* EXTRACT *
□ □ □ □
Despite Boy George’s quoting from the Merriam dictionary to determine the definition of a tax, the President was adamant that the penalty is not a tax: “For us to say that you have to get health insurance is absolutely not a tax increase….You can’t just make up that language and decide that’s called a tax increase!”  And later:  “I absolutely reject that notion [that the penalty is a tax increase]”  Alas, the President’s words were lost on Chief Justice John Roberts and the Supreme Court’s four liberals.  The reality is that because the Supreme Court holds that it is a tax – which Chief Justice Roberts just did – then, legally speaking, the penalty is now a tax.

And yet, the White House continues to argue otherwise! Despite the fact that by calling the penalty a tax, Roberts was able to justify the individual mandate (and with it the perception that the Court is a neutral umpire), White House officials yesterday insisted that the penalty is in fact not a tax.  In this respect, they are siding with the Court’s conservative wing.  In the morning press gaggle, White House press secretary Jay Carney made it clear that the White House would try to distance itself from Roberts’ interpretation of the individual mandate penalty:

MR. CARNEY:  It’s a penalty because you have a choice.  You don’t have a choice to pay your taxes, right?  You have a choice to buy — if you can afford health insurance — and you can, I assume, Jared.  So if you don’t buy it, and you can afford it, it is an irresponsible thing to do to ask the rest of America’s  taxpayers to pay for your care when you go to the emergency room.  So your choice is to purchase health care reform or a penalty will be administered.”

The same argument is being made by Obama’s campaign surrogates, such as Massachusetts’  Governor Deval Patrick, who in a conference call organized by the Obama campaign on Friday  insisted that the penalty is not a tax.  Clearly the Obama campaign is worried that the Republicans  will use the Roberts Court’s ruling as a means to define the Affordable Care Act  as a tax increase. The problem for Republicans, of course, is that as governor of Massachusetts Romney signed into law a law that included a similar provision.  As this Wall Street Journal  article points out “While Republicans wanted the law struck down, they’ve used the court’s legal reasoning to argue that Mr. Obama now is responsible for a huge tax increase. But Mr. Romney approved a near-identical requirement for Massachusetts when he was governor that has since brought in millions in fees, penalties or, as Mr. Roberts would suggest, taxes. The law was signed in April 2006; Mr. Romney left office at the start of 2007, and the requirement to have insurance went into effect Dec. 31, 2007.”
□ □ □ □
* DATASET EXTRACT *

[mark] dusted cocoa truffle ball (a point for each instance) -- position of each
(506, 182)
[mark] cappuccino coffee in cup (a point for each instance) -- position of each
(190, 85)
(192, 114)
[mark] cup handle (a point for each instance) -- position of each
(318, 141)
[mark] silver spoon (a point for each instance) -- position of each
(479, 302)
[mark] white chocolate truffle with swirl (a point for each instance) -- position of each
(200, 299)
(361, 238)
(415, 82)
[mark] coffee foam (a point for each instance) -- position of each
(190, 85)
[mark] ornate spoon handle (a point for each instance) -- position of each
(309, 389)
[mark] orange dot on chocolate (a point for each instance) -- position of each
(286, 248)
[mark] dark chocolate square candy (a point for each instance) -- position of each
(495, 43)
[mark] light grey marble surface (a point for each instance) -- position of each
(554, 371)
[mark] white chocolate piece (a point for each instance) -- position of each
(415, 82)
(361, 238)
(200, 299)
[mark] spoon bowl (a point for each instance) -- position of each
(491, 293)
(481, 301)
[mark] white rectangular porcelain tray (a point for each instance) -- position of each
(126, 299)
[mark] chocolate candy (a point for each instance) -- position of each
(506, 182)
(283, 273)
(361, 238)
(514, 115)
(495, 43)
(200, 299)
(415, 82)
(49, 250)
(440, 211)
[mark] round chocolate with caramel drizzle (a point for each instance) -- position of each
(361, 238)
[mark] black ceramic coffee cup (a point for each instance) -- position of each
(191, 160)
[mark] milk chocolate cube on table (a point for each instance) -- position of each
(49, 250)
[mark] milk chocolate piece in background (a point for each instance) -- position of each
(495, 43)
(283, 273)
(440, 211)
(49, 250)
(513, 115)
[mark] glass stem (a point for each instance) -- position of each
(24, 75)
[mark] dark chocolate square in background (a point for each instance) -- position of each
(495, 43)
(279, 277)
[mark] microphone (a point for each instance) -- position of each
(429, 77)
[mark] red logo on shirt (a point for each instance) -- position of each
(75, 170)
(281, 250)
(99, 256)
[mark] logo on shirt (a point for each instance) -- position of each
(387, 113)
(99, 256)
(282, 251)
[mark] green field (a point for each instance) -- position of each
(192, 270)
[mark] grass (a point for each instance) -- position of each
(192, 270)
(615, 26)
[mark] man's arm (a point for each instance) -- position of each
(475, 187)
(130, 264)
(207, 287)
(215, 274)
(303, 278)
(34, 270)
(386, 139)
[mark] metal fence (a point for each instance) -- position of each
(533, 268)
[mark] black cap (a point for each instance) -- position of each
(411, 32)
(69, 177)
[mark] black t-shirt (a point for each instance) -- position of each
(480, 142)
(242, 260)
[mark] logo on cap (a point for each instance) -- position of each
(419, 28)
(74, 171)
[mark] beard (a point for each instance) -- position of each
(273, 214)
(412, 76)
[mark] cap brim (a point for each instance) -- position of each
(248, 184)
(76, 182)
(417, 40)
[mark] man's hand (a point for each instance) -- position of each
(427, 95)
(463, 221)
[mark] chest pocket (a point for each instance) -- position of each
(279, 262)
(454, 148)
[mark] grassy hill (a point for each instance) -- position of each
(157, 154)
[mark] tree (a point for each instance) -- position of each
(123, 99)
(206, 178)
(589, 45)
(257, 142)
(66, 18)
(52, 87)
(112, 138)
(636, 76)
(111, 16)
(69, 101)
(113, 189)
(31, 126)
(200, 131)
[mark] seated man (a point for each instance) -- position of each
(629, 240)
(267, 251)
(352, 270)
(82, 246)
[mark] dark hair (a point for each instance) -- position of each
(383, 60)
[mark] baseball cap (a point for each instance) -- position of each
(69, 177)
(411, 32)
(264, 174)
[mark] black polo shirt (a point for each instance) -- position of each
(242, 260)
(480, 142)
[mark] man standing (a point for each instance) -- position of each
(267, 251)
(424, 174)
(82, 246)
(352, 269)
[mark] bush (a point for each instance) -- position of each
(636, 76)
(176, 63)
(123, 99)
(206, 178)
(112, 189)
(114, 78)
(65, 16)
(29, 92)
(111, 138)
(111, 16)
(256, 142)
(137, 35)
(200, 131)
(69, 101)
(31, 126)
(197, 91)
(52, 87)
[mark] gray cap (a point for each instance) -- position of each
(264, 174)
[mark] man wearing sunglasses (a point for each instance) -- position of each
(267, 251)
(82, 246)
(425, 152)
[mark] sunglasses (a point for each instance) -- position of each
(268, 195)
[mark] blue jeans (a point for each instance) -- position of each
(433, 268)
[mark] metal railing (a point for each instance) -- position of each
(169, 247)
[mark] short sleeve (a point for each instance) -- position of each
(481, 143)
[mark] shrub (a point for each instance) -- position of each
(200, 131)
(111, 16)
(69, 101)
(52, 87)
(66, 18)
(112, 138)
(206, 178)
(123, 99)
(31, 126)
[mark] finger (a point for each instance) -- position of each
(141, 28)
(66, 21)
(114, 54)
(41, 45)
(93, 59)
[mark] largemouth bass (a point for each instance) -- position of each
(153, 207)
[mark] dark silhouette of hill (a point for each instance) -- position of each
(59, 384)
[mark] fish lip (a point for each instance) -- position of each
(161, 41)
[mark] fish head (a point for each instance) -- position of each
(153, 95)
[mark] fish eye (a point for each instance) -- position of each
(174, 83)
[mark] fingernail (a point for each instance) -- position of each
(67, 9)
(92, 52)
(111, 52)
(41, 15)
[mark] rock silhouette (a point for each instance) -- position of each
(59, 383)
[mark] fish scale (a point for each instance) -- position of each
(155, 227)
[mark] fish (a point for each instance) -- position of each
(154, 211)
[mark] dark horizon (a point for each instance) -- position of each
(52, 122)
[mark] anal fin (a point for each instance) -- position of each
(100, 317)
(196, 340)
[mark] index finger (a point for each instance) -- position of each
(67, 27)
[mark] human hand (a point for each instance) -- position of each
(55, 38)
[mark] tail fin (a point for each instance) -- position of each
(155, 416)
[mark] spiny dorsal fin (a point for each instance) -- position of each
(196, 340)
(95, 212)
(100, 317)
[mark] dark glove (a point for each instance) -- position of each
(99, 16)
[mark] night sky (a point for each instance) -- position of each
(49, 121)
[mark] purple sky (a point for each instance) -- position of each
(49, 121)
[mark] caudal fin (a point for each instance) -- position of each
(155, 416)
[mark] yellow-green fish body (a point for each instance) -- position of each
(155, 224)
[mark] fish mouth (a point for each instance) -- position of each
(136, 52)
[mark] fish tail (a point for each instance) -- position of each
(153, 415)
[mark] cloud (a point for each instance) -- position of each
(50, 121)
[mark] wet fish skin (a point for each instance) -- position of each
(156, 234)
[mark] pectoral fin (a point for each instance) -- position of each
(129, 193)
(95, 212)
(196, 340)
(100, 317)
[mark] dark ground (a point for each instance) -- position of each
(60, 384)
□ □ □ □
* ACTIVITY *
Continue the passage on whether the health insurance mandate's penalty counts as a tax, starting right after its final sentence.

* RESULT OF THE TASK *
Meanwhile, the public has had a decidedly mixed reaction to the Court’s decision as well. As this Gallup poll shows, there’s a clear partisan divide among Americans, with most Democrats applauding the Court’s ruling, most Republicans opposing it and independents about evenly divided.

So, it appears that neither Obama nor Romney is thrilled by how the Chief Justice sought to thread the needle in a way that protected the Court’s reputation as a non-partisan political actor. Nor, for that matter, is the public.  For all these reasons, I think health care will play a minor role in this fall’s presidential election in large part because opinions regarding the health care law are already baked in, and because economic issues are of far greater concern to most voters. It may energize activists on both sides (already Romney has raised several millions dollars in the aftermath of the Court’s ruling), but it isn’t going to switch many votes.  And money is not going to be the deciding factor in this race.

The bigger impact may occur, as Louis suggests, down the road, as the Court deals with the legal fallout from Roberts’ effort to differentiate a tax from a penalty, as well as from the more restricted interpretation of the interstate commerce clause.  In the meantime, the Affordable Care Act survives thanks to Roberts rejecting the President’s claim that the penalty is really just a penalty.  Quack, quack, Mr. President!  Quack, quack!